やること:
1. 本文に書かれている事実をもとに、次の問いに答えよ。
(a) 西日本新聞「春秋」の引用によると、国際女性デーは何年何月何日に、どこで行われた、何を求めるデモにちなむか。
(b) ウィキペディア「徴兵制度」の引用によると、かつて兵役の義務が課せられたことは何の根拠となっていたか。
(c) ワレン・ファレルの引用で、男性を理解するために関係を理解すべきだとされる「3つのW」は何か。
2. 本文で、徴兵制と参政権を切り離して考えるべきではないとされる理由を、1~3文で説明せよ。

本文:
保守論客の独り言

社会の様々な問題に保守の視点で斬り込みます

「国際女性デー」について(1) ~近視眼的平等~

《きょうは国際女性デー。女性の政治的解放を目指す国際的な統一行動日だ。1904年3月8日、米国で行われた女性参政権を求めるデモにちなむ》(3月8日付西日本新聞「春秋」)

 が、私は、参政権の問題は本来、徴兵制と併(あわ)せて考える必要があると思うのである。

《兵役の義務が課されているのは男性だけである国家が多く、女性も徴兵される国はイスラエル、マレーシア、ノルウェー北朝鮮スウェーデンなどである。かつては、このような義務が課せられたことが、男性のみに参政権等の権利が与えられる根拠となっていた》(ウィキペディア「徴兵制度」)

 生きるか死ぬかの問題に当人の意見が反映されないのは「不条理」である。だから徴兵制と参政権は切り離して考えるべきではない。

 にも拘(かか)わらず、「平等」を旗印に、参政権は女性にも与えられることになった。結果、「戦争」という最も重要な政治課題の一つにおいて、自らの命が懸かっている男性とそうでない女性が同等の権利を持つこととなってしまった。

《男性を理解するには男性と3つのWとの関係を理解する必要がある、女性(woman)、仕事(work)、戦争(war)だ。たった18歳の少年が、未来の戦争のための登録を法律的に求められる。平時は両性が軍隊に参加するかどうかの選択権を持つが、しかし戦時は軍隊の中の男性だけが戦闘に参加することを求められる。

主要な戦争が勃発したとき、48時間のブートキャンプ(新兵訓練所)の報告が届けられるのは私たちの息子だけだ。男性は選挙に投票できる年齢の前からその権利を守る義務を負い、女性はその権利を守る義務はなく選挙権を受け取る》(ワレン・ファレル『男性権力の神話』(作品社)、p. 139)

記録一覧:
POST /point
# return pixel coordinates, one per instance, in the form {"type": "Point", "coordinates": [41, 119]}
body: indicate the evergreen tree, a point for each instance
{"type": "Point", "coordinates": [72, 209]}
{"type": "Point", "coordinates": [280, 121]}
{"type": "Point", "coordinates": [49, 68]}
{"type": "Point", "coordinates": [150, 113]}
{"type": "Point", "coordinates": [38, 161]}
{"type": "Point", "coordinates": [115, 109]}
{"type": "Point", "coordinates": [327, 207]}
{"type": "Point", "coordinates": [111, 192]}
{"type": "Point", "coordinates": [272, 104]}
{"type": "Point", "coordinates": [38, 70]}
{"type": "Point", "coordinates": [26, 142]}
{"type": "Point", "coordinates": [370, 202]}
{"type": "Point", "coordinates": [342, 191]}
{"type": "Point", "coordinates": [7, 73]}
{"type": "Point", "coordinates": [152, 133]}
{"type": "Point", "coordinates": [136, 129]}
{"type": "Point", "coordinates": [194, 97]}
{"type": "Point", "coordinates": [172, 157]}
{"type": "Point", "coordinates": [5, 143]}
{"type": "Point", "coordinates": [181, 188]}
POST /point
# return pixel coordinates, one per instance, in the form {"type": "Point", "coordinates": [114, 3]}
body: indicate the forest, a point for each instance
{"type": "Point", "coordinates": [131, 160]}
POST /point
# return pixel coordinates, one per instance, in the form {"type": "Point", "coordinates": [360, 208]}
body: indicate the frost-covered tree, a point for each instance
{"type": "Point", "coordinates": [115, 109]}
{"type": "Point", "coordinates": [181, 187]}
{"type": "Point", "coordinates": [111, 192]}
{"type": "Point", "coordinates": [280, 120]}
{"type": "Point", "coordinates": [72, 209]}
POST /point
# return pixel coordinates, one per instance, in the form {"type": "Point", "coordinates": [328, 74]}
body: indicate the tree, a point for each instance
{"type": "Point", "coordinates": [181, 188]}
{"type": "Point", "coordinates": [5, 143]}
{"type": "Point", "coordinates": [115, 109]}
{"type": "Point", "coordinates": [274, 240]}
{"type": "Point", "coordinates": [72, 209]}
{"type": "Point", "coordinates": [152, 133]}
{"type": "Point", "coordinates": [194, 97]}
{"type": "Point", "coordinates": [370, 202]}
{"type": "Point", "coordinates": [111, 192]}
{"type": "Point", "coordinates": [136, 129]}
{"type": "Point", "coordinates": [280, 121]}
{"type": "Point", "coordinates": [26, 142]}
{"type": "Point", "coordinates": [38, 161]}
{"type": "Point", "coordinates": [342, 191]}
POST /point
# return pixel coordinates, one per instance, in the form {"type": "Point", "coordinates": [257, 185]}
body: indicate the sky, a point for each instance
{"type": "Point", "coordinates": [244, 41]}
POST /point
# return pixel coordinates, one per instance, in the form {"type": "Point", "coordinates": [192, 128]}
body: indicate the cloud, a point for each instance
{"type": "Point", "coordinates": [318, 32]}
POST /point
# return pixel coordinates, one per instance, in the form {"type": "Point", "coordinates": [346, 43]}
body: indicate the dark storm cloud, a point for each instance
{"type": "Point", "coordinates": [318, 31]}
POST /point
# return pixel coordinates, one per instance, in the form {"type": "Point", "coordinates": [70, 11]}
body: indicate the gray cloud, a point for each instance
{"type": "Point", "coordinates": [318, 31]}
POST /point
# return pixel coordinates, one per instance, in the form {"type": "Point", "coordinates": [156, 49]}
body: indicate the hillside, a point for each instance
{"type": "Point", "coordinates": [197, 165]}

解答:
1.
(a) 1904年3月8日に米国で行われた、女性参政権を求めるデモ。
(b) 男性のみに参政権等の権利が与えられる根拠。
(c) 女性(woman)、仕事(work)、戦争(war)。

2. 生きるか死ぬかの問題に当人の意見が反映されないのは「不条理」だからである。そのため、徴兵制と参政権は併せて考える必要があるとされている。